(Dataset entries)
# # # # #
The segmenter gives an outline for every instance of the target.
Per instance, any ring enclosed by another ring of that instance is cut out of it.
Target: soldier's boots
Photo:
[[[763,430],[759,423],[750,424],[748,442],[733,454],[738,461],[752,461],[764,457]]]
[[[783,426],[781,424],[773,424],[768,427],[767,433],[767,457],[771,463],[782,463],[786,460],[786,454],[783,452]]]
# # # # #
#### WHAT TO WORK ON:
Among the records, how many lines include the string "instance"? State the number and add nothing.

#### EXERCISE OUTPUT:
2